**Task objective:** What lines in the records below mention "stick"? List them all.

**Exercise input:**
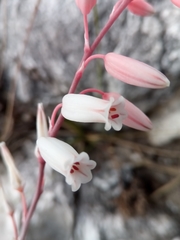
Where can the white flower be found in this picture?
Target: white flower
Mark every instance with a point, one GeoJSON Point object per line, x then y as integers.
{"type": "Point", "coordinates": [64, 159]}
{"type": "Point", "coordinates": [41, 122]}
{"type": "Point", "coordinates": [84, 108]}
{"type": "Point", "coordinates": [14, 174]}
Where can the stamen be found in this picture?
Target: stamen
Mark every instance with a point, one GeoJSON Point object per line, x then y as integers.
{"type": "Point", "coordinates": [72, 171]}
{"type": "Point", "coordinates": [112, 109]}
{"type": "Point", "coordinates": [115, 116]}
{"type": "Point", "coordinates": [77, 163]}
{"type": "Point", "coordinates": [75, 168]}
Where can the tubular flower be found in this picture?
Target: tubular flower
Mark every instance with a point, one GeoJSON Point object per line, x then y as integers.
{"type": "Point", "coordinates": [135, 117]}
{"type": "Point", "coordinates": [134, 72]}
{"type": "Point", "coordinates": [176, 2]}
{"type": "Point", "coordinates": [64, 159]}
{"type": "Point", "coordinates": [141, 8]}
{"type": "Point", "coordinates": [84, 108]}
{"type": "Point", "coordinates": [14, 174]}
{"type": "Point", "coordinates": [85, 5]}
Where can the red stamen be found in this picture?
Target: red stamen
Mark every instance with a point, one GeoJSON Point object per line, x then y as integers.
{"type": "Point", "coordinates": [115, 116]}
{"type": "Point", "coordinates": [77, 163]}
{"type": "Point", "coordinates": [75, 168]}
{"type": "Point", "coordinates": [112, 109]}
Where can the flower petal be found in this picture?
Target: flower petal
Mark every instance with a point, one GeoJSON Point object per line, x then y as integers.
{"type": "Point", "coordinates": [58, 154]}
{"type": "Point", "coordinates": [83, 174]}
{"type": "Point", "coordinates": [84, 108]}
{"type": "Point", "coordinates": [141, 8]}
{"type": "Point", "coordinates": [14, 174]}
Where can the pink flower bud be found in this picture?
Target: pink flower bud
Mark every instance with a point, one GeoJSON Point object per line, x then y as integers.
{"type": "Point", "coordinates": [64, 159]}
{"type": "Point", "coordinates": [14, 174]}
{"type": "Point", "coordinates": [141, 8]}
{"type": "Point", "coordinates": [85, 5]}
{"type": "Point", "coordinates": [134, 72]}
{"type": "Point", "coordinates": [176, 2]}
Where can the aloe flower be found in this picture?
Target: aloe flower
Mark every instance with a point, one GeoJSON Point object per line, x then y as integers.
{"type": "Point", "coordinates": [113, 110]}
{"type": "Point", "coordinates": [176, 2]}
{"type": "Point", "coordinates": [41, 122]}
{"type": "Point", "coordinates": [84, 108]}
{"type": "Point", "coordinates": [85, 5]}
{"type": "Point", "coordinates": [134, 72]}
{"type": "Point", "coordinates": [64, 159]}
{"type": "Point", "coordinates": [141, 8]}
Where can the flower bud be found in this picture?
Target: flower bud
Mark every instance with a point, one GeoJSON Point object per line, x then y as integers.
{"type": "Point", "coordinates": [134, 72]}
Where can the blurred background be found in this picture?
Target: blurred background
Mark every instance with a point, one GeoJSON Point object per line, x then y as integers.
{"type": "Point", "coordinates": [135, 191]}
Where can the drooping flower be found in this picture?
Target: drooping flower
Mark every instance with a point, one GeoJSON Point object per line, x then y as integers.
{"type": "Point", "coordinates": [85, 5]}
{"type": "Point", "coordinates": [135, 117]}
{"type": "Point", "coordinates": [14, 174]}
{"type": "Point", "coordinates": [134, 72]}
{"type": "Point", "coordinates": [64, 159]}
{"type": "Point", "coordinates": [141, 8]}
{"type": "Point", "coordinates": [113, 110]}
{"type": "Point", "coordinates": [84, 108]}
{"type": "Point", "coordinates": [176, 2]}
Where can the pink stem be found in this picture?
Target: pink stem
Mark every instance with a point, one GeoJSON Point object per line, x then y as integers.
{"type": "Point", "coordinates": [86, 34]}
{"type": "Point", "coordinates": [24, 205]}
{"type": "Point", "coordinates": [53, 116]}
{"type": "Point", "coordinates": [95, 56]}
{"type": "Point", "coordinates": [14, 225]}
{"type": "Point", "coordinates": [38, 193]}
{"type": "Point", "coordinates": [86, 55]}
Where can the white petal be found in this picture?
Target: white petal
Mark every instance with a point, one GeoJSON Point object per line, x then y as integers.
{"type": "Point", "coordinates": [83, 175]}
{"type": "Point", "coordinates": [83, 108]}
{"type": "Point", "coordinates": [58, 154]}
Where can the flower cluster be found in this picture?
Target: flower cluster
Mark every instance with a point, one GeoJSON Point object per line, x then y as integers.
{"type": "Point", "coordinates": [110, 108]}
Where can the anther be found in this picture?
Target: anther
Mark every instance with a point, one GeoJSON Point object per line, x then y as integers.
{"type": "Point", "coordinates": [115, 116]}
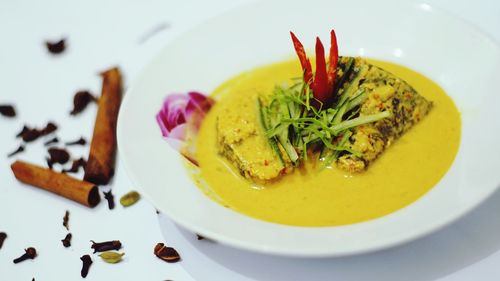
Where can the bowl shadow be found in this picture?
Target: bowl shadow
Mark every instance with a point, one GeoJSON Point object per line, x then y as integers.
{"type": "Point", "coordinates": [461, 244]}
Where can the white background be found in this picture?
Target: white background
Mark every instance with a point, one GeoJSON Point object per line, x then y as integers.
{"type": "Point", "coordinates": [101, 34]}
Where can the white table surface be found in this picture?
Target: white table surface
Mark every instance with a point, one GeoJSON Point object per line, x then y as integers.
{"type": "Point", "coordinates": [101, 34]}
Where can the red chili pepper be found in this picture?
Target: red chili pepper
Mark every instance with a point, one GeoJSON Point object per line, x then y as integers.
{"type": "Point", "coordinates": [320, 85]}
{"type": "Point", "coordinates": [304, 61]}
{"type": "Point", "coordinates": [333, 60]}
{"type": "Point", "coordinates": [323, 83]}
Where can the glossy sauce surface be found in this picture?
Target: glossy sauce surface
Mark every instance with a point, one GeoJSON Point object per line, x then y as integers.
{"type": "Point", "coordinates": [409, 168]}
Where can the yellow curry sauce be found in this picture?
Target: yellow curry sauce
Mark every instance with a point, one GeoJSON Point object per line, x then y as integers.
{"type": "Point", "coordinates": [409, 168]}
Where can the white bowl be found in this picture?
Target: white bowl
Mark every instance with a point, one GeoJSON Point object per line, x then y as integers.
{"type": "Point", "coordinates": [458, 57]}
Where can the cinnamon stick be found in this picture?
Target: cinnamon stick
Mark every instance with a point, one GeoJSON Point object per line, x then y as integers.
{"type": "Point", "coordinates": [100, 164]}
{"type": "Point", "coordinates": [83, 192]}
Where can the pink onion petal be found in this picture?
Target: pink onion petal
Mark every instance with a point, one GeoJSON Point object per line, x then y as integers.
{"type": "Point", "coordinates": [198, 102]}
{"type": "Point", "coordinates": [180, 113]}
{"type": "Point", "coordinates": [163, 126]}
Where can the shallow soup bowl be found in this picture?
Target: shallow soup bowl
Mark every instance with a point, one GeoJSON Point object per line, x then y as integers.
{"type": "Point", "coordinates": [462, 60]}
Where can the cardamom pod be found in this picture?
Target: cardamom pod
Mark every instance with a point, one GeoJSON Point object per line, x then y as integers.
{"type": "Point", "coordinates": [130, 198]}
{"type": "Point", "coordinates": [111, 257]}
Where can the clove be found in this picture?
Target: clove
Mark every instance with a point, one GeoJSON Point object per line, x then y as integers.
{"type": "Point", "coordinates": [87, 261]}
{"type": "Point", "coordinates": [58, 155]}
{"type": "Point", "coordinates": [18, 150]}
{"type": "Point", "coordinates": [3, 236]}
{"type": "Point", "coordinates": [81, 100]}
{"type": "Point", "coordinates": [51, 141]}
{"type": "Point", "coordinates": [165, 253]}
{"type": "Point", "coordinates": [80, 141]}
{"type": "Point", "coordinates": [66, 220]}
{"type": "Point", "coordinates": [75, 166]}
{"type": "Point", "coordinates": [106, 246]}
{"type": "Point", "coordinates": [110, 198]}
{"type": "Point", "coordinates": [67, 240]}
{"type": "Point", "coordinates": [30, 253]}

**Result of this task:**
Where can the cinnamon stick be found in this picture?
Target: cinnamon stick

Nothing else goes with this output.